[Exercise objective] Convert all of the material below into a two-column CSV with the columns request and points, one row per request, with its text and its answer each in a single quoted field and line breaks replaced by spaces. Leave the pictures out.

[Pointing records]
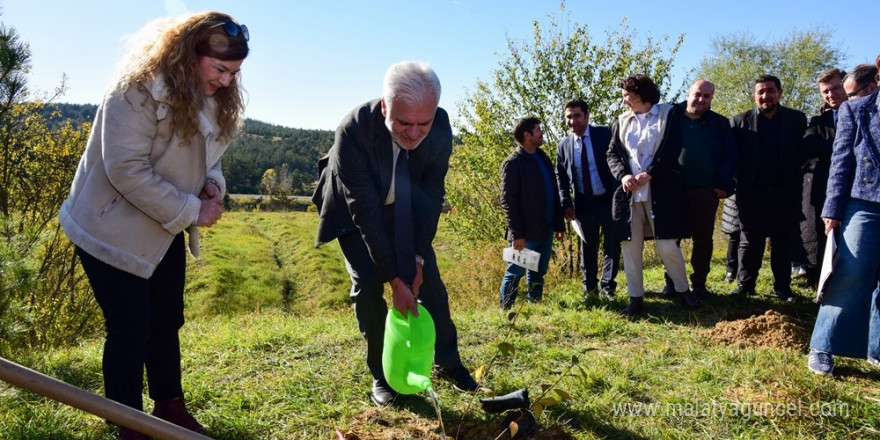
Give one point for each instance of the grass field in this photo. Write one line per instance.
(271, 351)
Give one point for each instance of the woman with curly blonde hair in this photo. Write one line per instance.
(150, 170)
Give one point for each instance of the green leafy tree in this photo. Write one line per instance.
(536, 78)
(797, 59)
(44, 299)
(279, 185)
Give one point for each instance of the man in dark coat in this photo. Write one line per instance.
(817, 146)
(708, 162)
(585, 188)
(531, 205)
(768, 185)
(385, 218)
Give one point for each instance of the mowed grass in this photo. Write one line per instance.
(271, 350)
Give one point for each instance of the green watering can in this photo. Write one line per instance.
(408, 353)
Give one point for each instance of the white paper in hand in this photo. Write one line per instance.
(576, 225)
(827, 265)
(526, 258)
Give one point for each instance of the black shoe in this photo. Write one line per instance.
(606, 293)
(518, 399)
(382, 394)
(741, 292)
(701, 291)
(784, 295)
(635, 306)
(460, 377)
(689, 300)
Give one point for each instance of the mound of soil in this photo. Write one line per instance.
(772, 329)
(377, 424)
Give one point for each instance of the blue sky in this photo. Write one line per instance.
(313, 61)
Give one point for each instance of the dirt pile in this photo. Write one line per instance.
(772, 329)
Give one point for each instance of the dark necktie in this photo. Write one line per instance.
(403, 227)
(585, 169)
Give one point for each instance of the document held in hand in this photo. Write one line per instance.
(828, 261)
(526, 258)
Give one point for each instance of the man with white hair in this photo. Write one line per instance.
(380, 195)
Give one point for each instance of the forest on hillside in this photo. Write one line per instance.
(258, 147)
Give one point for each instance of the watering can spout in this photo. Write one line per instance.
(418, 380)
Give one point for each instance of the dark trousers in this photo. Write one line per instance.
(595, 214)
(762, 215)
(702, 206)
(733, 253)
(142, 318)
(370, 308)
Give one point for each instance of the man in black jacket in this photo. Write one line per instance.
(817, 146)
(585, 189)
(529, 196)
(380, 196)
(708, 163)
(768, 185)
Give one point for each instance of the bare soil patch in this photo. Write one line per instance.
(772, 329)
(378, 424)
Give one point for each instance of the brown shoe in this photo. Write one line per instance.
(130, 434)
(174, 411)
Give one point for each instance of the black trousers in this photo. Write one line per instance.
(702, 206)
(733, 253)
(370, 308)
(595, 214)
(762, 215)
(142, 318)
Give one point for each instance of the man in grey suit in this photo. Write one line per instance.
(385, 218)
(585, 188)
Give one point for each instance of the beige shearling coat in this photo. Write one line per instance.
(137, 183)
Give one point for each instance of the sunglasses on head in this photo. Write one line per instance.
(233, 30)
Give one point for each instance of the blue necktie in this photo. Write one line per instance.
(403, 225)
(585, 168)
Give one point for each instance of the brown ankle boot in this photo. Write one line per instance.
(174, 411)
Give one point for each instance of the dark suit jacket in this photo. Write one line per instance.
(723, 147)
(816, 163)
(524, 197)
(600, 137)
(355, 179)
(745, 131)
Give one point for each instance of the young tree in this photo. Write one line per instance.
(536, 78)
(43, 297)
(797, 59)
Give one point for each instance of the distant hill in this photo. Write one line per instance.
(258, 147)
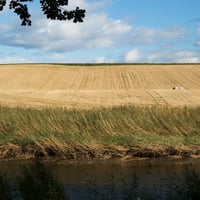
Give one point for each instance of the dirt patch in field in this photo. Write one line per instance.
(93, 86)
(87, 153)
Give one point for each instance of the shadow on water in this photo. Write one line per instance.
(37, 181)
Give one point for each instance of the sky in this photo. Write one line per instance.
(113, 31)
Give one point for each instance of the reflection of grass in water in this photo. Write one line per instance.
(37, 182)
(5, 188)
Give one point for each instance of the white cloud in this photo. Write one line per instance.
(132, 56)
(173, 56)
(14, 59)
(98, 31)
(146, 36)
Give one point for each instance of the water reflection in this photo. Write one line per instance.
(41, 181)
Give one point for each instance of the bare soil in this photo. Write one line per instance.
(96, 86)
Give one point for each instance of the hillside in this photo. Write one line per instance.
(87, 86)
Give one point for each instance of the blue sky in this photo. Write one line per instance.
(113, 31)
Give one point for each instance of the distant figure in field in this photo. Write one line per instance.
(178, 88)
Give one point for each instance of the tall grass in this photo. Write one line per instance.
(126, 126)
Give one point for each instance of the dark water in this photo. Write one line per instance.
(147, 179)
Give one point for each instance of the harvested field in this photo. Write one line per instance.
(93, 86)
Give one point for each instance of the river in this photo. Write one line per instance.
(137, 179)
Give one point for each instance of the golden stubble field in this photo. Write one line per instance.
(37, 85)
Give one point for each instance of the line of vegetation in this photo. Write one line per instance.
(125, 126)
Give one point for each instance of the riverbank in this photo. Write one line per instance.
(122, 133)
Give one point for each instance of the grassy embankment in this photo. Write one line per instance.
(86, 133)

[Exercise output]
request,points
"Give one point for each instance of the grass field in this photo. Write one line per instance.","(271, 351)"
"Give one point for each instance of the woman with curly blonde hair in this photo. Write one line per instance.","(150, 170)"
"Give one point for each instance of the green leafy tree in this photo. Write one line per instance.","(536, 78) (797, 59) (44, 299) (279, 185)"
"Give one point for each instance of the man in dark coat in this photo. Write one line per instance.","(817, 146) (708, 162) (585, 188) (531, 205) (768, 185) (385, 218)"
"Give one point for each instance of the mowed grass in this photo. Write one line per instance.","(271, 350)"
"Give one point for each instance of the green watering can in this photo. Write one line per instance.","(408, 353)"
"Give one point for each instance of the white paper in hand in this photo. Write one line per instance.","(576, 225) (827, 265) (526, 258)"
"Give one point for each instance of the black shoe in this photo. Write one line per instance.","(606, 293) (518, 399) (382, 394) (741, 292) (701, 291) (784, 295) (635, 306) (460, 377) (689, 300)"
"Give one point for each instance of the mound of soil in this photo. Write one line per instance.","(772, 329) (377, 424)"
"Give one point for each instance of the blue sky in this photo. Write one line per instance.","(313, 61)"
"Give one point for each instance of the dirt pile in this photo. Write one line per instance.","(772, 329)"
"Give one point for each instance of the dark necktie in this photo. Write one line per instance.","(403, 227) (585, 169)"
"Give one point for each instance of the document held in hand in this photo. Write one line per instance.","(828, 261) (526, 258)"
"Give one point for each instance of the man with white hair in this photo. Write one line per instance.","(380, 195)"
"Give one point for each instance of the forest on hillside in this photo. Write one line per instance.","(258, 147)"
"Give one point for each instance of the watering can spout in this photo. Write one line per instance.","(418, 380)"
"Give one point for each instance of the dark trousers in this photo. Write one line per instance.","(595, 214) (762, 215) (702, 206) (733, 253) (142, 318) (370, 308)"
"Give one point for each instance of the man in black jacket in this photo. Write one line per instance.","(817, 146) (585, 189) (529, 196) (380, 196) (708, 163) (768, 185)"
"Give one point for each instance of the bare soil patch in this photo. Write one line per instance.","(772, 329) (378, 424)"
"Give one point for each instance of the brown shoe in this photo. Write one line per instance.","(130, 434) (174, 411)"
"Give one point for each instance of the black trousers in this photo. Write one line per instance.","(702, 206) (733, 253) (370, 308) (595, 214) (762, 215) (142, 318)"
"Give one point for each instance of the man in grey suit in this photo. Write one line per instance.","(385, 218) (585, 188)"
"Give one point for each instance of the beige shearling coat in this photo. Write one line per instance.","(137, 183)"
"Give one point for each instance of the sunglasses on head in this photo. Write one line per instance.","(233, 30)"
"Give one point for each instance of the blue necktie in this photo. Write one line per instance.","(403, 225) (585, 168)"
"Give one point for each instance of the brown ankle boot in this photo. Write one line per instance.","(174, 411)"
"Give one point for each instance of the dark suit jacket in this photo. Write one line per instance.","(723, 147) (816, 163) (524, 197) (600, 137) (355, 179) (745, 131)"
"Give one point for each instance of the young tree in this photo. Write one line per instance.","(536, 78) (43, 297) (797, 59)"
"Give one point for each instance of the distant hill in this photo. Write one line per instance.","(258, 147)"
"Give one point for each instance of the dirt patch in field in this photo. Write one line per instance.","(93, 86) (87, 153)"
"Give one point for each instance of the shadow on water in this photo. Write one line per instance.","(37, 181)"
"Give one point for each instance of the sky in this photo. Write one line per instance.","(113, 31)"
"Give one point for each instance of the reflection of grass in water in this photo. Write one line per instance.","(37, 182) (5, 188)"
"Give one point for each instance of the white cloud in this photo. Write one line per instance.","(132, 56) (173, 56) (14, 59) (98, 31) (146, 36)"
"Give one point for each instance of the water reflection in this photo. Write one line per instance.","(41, 181)"
"Give one point for each instance of the bare soil in this photo. Write one line per instance.","(96, 86)"
"Give one point for each instance of the hillside in this photo. Write one line per instance.","(87, 86)"
"Give one point for each instance of the blue sky in this photo. Write one line per instance.","(113, 31)"
"Give one point for each instance of the distant figure in field in this photo. Write one line per instance.","(178, 88)"
"Give one point for each instance of the tall grass in this photo. Write one line per instance.","(126, 126)"
"Give one point for each instance of the dark water in this photo. Write one line per instance.","(147, 179)"
"Give one point for each instance of the harvested field in this photo. Write one line per instance.","(93, 86)"
"Give one point for each instance of the river in this photo. Write one line per instance.","(137, 179)"
"Give one point for each instance of the golden stubble field in this photo. Write one line per instance.","(37, 85)"
"Give one point for each instance of the line of vegetation in this photo. Write one line per instance.","(125, 126)"
"Give one point for each instance of the riverbank in this photo. Write one line per instance.","(122, 133)"
"Give one point for each instance of the grassy embankment in this photo. Write one line per instance.","(86, 133)"